Job: Please return these records line for line, unchanged, all of them.

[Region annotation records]
• • • • • • •

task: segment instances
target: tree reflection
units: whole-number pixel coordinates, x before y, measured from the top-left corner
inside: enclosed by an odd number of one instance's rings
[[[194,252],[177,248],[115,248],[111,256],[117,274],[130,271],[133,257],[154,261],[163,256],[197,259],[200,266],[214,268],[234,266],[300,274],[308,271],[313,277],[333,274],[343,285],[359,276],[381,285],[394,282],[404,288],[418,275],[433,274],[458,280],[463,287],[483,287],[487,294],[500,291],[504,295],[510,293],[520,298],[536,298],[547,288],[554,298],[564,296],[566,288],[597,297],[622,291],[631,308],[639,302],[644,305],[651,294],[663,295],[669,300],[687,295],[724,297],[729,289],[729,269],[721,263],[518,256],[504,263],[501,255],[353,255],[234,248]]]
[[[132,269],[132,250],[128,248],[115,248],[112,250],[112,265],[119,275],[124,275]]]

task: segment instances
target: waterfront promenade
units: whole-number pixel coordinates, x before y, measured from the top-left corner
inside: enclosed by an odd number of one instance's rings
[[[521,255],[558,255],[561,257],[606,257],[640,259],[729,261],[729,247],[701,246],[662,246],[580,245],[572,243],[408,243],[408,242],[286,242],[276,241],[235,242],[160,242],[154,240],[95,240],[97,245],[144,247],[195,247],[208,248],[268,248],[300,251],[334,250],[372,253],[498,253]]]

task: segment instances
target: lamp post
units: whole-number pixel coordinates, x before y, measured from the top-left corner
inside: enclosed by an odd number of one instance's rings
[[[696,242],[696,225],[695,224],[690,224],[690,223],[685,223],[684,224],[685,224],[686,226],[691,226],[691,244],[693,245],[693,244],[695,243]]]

• • • • • • •

Result of the task:
task: segment instances
target: tree reflection
units: whole-number pixel coordinates, x before y, measured from the top-left corner
inside: enclosed by an odd number of one instance's rings
[[[194,252],[177,248],[115,248],[111,256],[117,274],[130,271],[133,257],[154,261],[163,256],[197,259],[200,266],[214,268],[234,266],[300,274],[308,271],[313,277],[333,274],[343,285],[359,276],[381,285],[394,282],[404,288],[418,275],[433,274],[458,280],[463,287],[483,287],[487,294],[500,291],[504,295],[510,293],[520,298],[536,298],[547,288],[554,298],[564,296],[566,288],[597,297],[622,291],[631,308],[639,302],[644,305],[651,294],[663,295],[669,300],[687,295],[724,297],[729,289],[729,269],[721,263],[518,256],[504,263],[501,255],[353,255],[234,248]]]
[[[132,269],[132,250],[128,248],[115,248],[112,250],[112,265],[119,275],[124,275]]]

task: segment instances
target: waterfront promenade
units: whole-number pixel coordinates, x before y, measured from the top-left corner
inside: enclosed by an odd number of one instance's rings
[[[521,255],[558,255],[561,257],[606,257],[640,259],[729,261],[729,247],[701,246],[662,246],[580,245],[572,243],[408,243],[408,242],[286,242],[276,241],[235,242],[160,242],[154,240],[95,240],[97,245],[144,247],[195,247],[208,248],[268,248],[300,251],[334,250],[372,253],[498,253]]]

task: segment instances
target: lamp post
units: whole-number pixel coordinates, x before y, measured from the top-left corner
inside: enclosed by an odd number of one instance's rings
[[[696,242],[696,225],[695,224],[690,224],[690,223],[685,223],[684,224],[685,224],[686,226],[691,226],[691,244],[693,245],[693,244],[695,243]]]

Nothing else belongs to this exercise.